(Dati di annotazione dei contorni nelle immagini)
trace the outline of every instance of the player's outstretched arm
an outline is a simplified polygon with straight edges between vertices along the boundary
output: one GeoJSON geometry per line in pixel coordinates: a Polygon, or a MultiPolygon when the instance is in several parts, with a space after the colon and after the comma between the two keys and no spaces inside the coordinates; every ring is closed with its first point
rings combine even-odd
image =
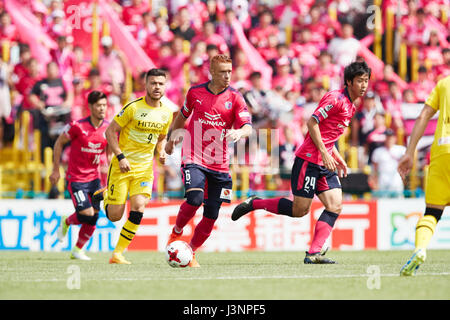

CONSEGNA
Trascrivi fedelmente, riga per riga, tutte le voci qui sopra, lasciando fuori le immagini.

RISULTATO DELL'ESERCIZIO
trace the outline of every instance of the player's outstretched arm
an outline is a simplified polygon with straight edges between vertices along the boundary
output: one GeoJSON geometry per line in pixel coordinates: a Polygon, or a MultiPolygon when the instance is in several parts, with a space after the colon and after the comma between the two keys and no spaces inside the coordinates; every ring is closed with its first point
rings combine even-odd
image =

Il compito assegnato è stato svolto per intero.